Noam Mills

Personal information
- Nationality: Israeli
- Born: נעם מילס 27 May 1986 (age 40) Hod Hasharon, Israel
- Home town: Kfar Saba, Israel
- Height: 1.71 m (5 ft 7 in)
- Weight: 70 kg (154 lb)

Sport
- Country: Israel
- Sport: Fencing
- Event: Épée
- College team: Harvard University
- Club: Hapoel Kfar Saba (ISR)
- Coached by: Ohad Balva

Achievements and titles
- National finals: Three-time junior Israeli champion; four-time senior Israeli champion
- Highest world ranking: No. 1 ranked female junior épée fencer (2006)

Medal record
Women's fencing
Representing Israel
Universiade
| Silver medal – second place | 2007 Bangkok | Individual épée |
European Fencing Championships
| Bronze medal – third place | 2010 Leipzig | Individual épée |

= Noam Mills =

Israeli fencer

Noam Mills (נעם מילס; born 27 May 1986) is an Israeli fencer, who competed in the individual women's épée event for Israel at the 2008 Summer Olympics in Beijing. She is a three-time junior Israeli champion in épée, and a four-time senior Israeli champion.

**DATA FOR REVIEW**
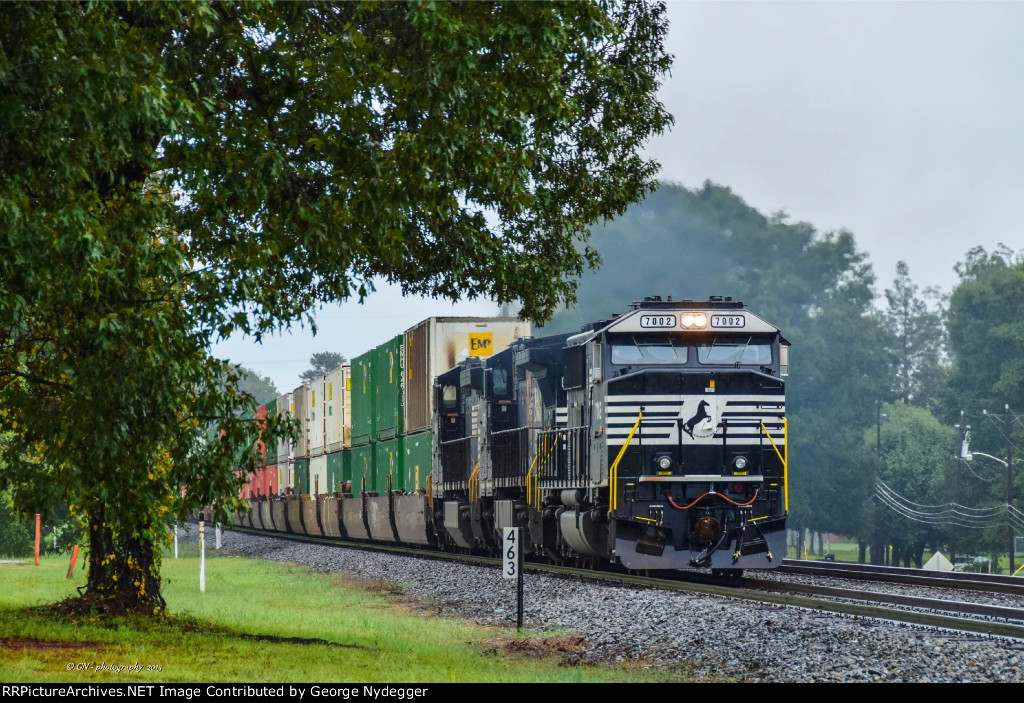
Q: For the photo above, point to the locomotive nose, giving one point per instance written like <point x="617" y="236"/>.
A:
<point x="707" y="529"/>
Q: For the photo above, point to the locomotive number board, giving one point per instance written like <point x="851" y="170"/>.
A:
<point x="727" y="320"/>
<point x="657" y="321"/>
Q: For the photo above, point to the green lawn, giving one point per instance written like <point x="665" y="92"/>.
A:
<point x="261" y="621"/>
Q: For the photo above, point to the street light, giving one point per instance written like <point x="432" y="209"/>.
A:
<point x="970" y="457"/>
<point x="1010" y="528"/>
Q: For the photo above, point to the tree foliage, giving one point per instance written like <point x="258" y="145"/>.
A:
<point x="918" y="341"/>
<point x="322" y="363"/>
<point x="173" y="173"/>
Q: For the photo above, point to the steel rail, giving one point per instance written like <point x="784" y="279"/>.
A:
<point x="941" y="579"/>
<point x="776" y="592"/>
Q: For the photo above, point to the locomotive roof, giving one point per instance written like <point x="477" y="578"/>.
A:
<point x="654" y="314"/>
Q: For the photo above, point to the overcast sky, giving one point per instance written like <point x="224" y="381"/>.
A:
<point x="902" y="122"/>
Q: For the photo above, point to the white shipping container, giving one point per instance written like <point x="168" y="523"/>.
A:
<point x="285" y="447"/>
<point x="338" y="399"/>
<point x="317" y="475"/>
<point x="437" y="344"/>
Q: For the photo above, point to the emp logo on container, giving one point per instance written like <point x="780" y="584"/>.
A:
<point x="481" y="343"/>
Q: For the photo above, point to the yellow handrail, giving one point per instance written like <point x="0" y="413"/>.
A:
<point x="785" y="468"/>
<point x="613" y="471"/>
<point x="474" y="483"/>
<point x="529" y="492"/>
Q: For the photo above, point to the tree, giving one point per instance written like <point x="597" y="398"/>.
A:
<point x="322" y="363"/>
<point x="915" y="457"/>
<point x="174" y="173"/>
<point x="919" y="340"/>
<point x="986" y="343"/>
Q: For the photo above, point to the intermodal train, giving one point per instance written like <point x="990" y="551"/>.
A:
<point x="652" y="440"/>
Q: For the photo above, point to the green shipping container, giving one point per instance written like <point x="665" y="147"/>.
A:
<point x="387" y="372"/>
<point x="364" y="399"/>
<point x="417" y="460"/>
<point x="389" y="462"/>
<point x="338" y="470"/>
<point x="363" y="467"/>
<point x="300" y="478"/>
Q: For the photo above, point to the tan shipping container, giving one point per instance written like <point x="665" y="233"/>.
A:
<point x="315" y="430"/>
<point x="301" y="398"/>
<point x="337" y="400"/>
<point x="437" y="344"/>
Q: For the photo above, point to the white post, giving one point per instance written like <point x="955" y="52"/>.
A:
<point x="202" y="558"/>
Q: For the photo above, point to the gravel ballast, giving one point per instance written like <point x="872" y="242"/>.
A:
<point x="712" y="636"/>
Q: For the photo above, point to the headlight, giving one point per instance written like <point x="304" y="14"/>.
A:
<point x="691" y="320"/>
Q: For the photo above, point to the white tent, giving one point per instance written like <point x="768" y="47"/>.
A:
<point x="938" y="563"/>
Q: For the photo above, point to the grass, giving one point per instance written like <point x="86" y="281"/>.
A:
<point x="261" y="621"/>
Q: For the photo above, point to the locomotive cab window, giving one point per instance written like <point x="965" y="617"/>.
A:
<point x="499" y="382"/>
<point x="646" y="349"/>
<point x="735" y="350"/>
<point x="450" y="396"/>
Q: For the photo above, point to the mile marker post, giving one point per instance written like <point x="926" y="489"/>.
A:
<point x="512" y="566"/>
<point x="202" y="558"/>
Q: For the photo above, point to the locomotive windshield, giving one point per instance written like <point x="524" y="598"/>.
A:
<point x="646" y="349"/>
<point x="734" y="350"/>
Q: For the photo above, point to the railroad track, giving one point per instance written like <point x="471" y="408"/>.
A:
<point x="992" y="583"/>
<point x="854" y="602"/>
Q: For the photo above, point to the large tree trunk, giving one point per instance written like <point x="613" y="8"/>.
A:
<point x="124" y="573"/>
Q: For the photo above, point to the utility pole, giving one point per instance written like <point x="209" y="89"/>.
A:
<point x="963" y="451"/>
<point x="1008" y="419"/>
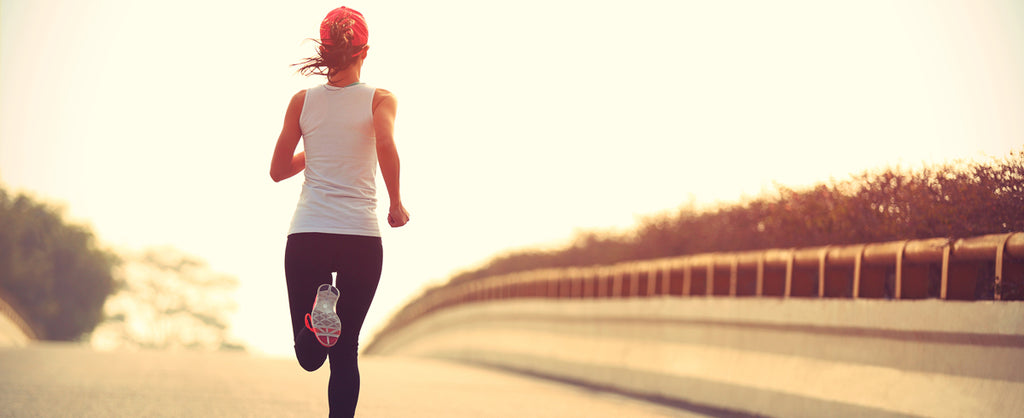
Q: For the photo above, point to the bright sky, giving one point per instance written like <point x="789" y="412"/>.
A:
<point x="518" y="123"/>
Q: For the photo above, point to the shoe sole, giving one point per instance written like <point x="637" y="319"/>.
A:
<point x="325" y="321"/>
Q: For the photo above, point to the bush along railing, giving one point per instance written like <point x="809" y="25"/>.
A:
<point x="986" y="267"/>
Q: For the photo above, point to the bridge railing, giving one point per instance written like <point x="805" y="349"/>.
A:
<point x="12" y="314"/>
<point x="985" y="267"/>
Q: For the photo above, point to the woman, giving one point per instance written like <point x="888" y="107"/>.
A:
<point x="346" y="127"/>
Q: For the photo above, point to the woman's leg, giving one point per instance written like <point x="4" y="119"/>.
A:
<point x="307" y="265"/>
<point x="358" y="273"/>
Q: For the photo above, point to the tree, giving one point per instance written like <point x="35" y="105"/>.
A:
<point x="168" y="299"/>
<point x="55" y="273"/>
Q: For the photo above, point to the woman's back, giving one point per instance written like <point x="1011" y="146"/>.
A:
<point x="339" y="195"/>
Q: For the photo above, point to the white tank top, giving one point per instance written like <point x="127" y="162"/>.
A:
<point x="339" y="195"/>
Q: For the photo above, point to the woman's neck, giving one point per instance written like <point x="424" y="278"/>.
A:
<point x="345" y="77"/>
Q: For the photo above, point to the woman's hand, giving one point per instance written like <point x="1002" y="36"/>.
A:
<point x="397" y="215"/>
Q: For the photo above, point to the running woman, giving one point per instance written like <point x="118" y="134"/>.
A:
<point x="347" y="129"/>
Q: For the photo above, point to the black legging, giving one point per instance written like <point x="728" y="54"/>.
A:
<point x="309" y="260"/>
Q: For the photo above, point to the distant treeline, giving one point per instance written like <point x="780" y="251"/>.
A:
<point x="950" y="200"/>
<point x="51" y="270"/>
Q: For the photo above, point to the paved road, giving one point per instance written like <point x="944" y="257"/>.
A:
<point x="48" y="380"/>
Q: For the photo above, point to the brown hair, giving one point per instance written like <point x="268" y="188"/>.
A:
<point x="337" y="55"/>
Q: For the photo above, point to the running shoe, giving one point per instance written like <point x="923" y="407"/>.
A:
<point x="323" y="321"/>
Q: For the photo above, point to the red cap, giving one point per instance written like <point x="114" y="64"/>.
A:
<point x="357" y="27"/>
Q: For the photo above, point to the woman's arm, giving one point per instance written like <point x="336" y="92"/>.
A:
<point x="286" y="163"/>
<point x="385" y="107"/>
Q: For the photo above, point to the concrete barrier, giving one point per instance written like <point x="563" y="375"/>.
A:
<point x="765" y="357"/>
<point x="922" y="327"/>
<point x="14" y="331"/>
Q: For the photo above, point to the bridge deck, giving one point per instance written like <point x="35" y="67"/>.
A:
<point x="70" y="380"/>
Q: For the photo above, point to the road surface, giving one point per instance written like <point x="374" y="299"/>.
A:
<point x="48" y="379"/>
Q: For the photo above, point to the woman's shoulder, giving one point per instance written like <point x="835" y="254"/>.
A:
<point x="382" y="95"/>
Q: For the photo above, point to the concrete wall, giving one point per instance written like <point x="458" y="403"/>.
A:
<point x="761" y="356"/>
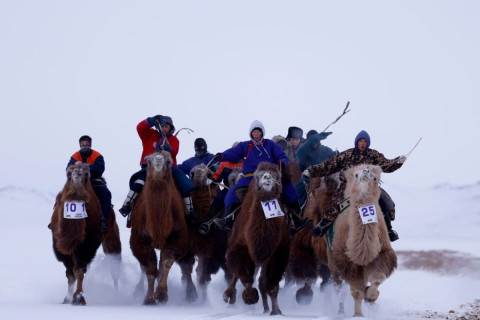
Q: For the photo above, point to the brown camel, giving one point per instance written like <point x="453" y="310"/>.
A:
<point x="210" y="248"/>
<point x="75" y="226"/>
<point x="361" y="251"/>
<point x="158" y="222"/>
<point x="258" y="241"/>
<point x="308" y="255"/>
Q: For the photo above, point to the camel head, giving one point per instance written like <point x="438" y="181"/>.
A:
<point x="267" y="181"/>
<point x="200" y="175"/>
<point x="78" y="178"/>
<point x="159" y="161"/>
<point x="362" y="180"/>
<point x="78" y="174"/>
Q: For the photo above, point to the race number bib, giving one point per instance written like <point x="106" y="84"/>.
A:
<point x="272" y="209"/>
<point x="74" y="210"/>
<point x="368" y="213"/>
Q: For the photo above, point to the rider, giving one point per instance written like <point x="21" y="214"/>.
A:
<point x="360" y="154"/>
<point x="310" y="153"/>
<point x="156" y="134"/>
<point x="201" y="156"/>
<point x="254" y="151"/>
<point x="96" y="163"/>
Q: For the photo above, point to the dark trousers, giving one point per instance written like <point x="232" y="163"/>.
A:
<point x="105" y="198"/>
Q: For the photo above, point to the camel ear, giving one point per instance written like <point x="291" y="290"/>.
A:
<point x="377" y="170"/>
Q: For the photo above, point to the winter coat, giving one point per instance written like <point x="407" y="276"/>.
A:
<point x="153" y="141"/>
<point x="94" y="160"/>
<point x="254" y="153"/>
<point x="188" y="164"/>
<point x="291" y="153"/>
<point x="308" y="154"/>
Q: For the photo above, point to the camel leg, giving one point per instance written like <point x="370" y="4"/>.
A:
<point x="357" y="290"/>
<point x="262" y="285"/>
<point x="146" y="256"/>
<point x="249" y="294"/>
<point x="338" y="286"/>
<point x="186" y="265"/>
<point x="304" y="295"/>
<point x="326" y="275"/>
<point x="371" y="292"/>
<point x="140" y="287"/>
<point x="71" y="282"/>
<point x="78" y="298"/>
<point x="161" y="292"/>
<point x="230" y="295"/>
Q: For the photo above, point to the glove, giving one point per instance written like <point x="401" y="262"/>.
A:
<point x="217" y="158"/>
<point x="324" y="135"/>
<point x="167" y="147"/>
<point x="152" y="121"/>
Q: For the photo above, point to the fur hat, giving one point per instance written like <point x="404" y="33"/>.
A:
<point x="294" y="132"/>
<point x="168" y="120"/>
<point x="362" y="135"/>
<point x="200" y="143"/>
<point x="280" y="141"/>
<point x="256" y="124"/>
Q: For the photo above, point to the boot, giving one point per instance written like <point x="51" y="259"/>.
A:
<point x="190" y="212"/>
<point x="321" y="228"/>
<point x="128" y="204"/>
<point x="298" y="222"/>
<point x="226" y="223"/>
<point x="103" y="224"/>
<point x="387" y="205"/>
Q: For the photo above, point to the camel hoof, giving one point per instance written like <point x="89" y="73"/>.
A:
<point x="250" y="296"/>
<point x="78" y="299"/>
<point x="371" y="295"/>
<point x="276" y="312"/>
<point x="161" y="296"/>
<point x="230" y="296"/>
<point x="191" y="296"/>
<point x="304" y="295"/>
<point x="149" y="301"/>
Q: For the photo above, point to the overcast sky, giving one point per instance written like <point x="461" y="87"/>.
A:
<point x="409" y="69"/>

**TASK LIST**
A: State whether each statement agrees with the Noam Mills profile: (i) Noam Mills was born in Kfar Saba; (ii) at the 2008 Summer Olympics she competed in the individual women's épée event; (iii) her coach is Ohad Balva. Answer yes or no for each, quoting the deciding words of the profile.
B: Print the Noam Mills profile from the words "Personal information" up to and including the words "kg (154 lb)", copying it word for word.

**EXPECTED RESPONSES**
A:
(i) No: "Hod Hasharon, Israel"
(ii) Yes: "competed in the individual women's épée event for Israel at the 2008 Summer Olympics in Beijing"
(iii) Yes: "Coached by: Ohad Balva"

B:
Personal information
- Nationality: Israeli
- Born: נעם מילס 27 May 1986 (age 40) Hod Hasharon, Israel
- Home town: Kfar Saba, Israel
- Height: 1.71 m (5 ft 7 in)
- Weight: 70 kg (154 lb)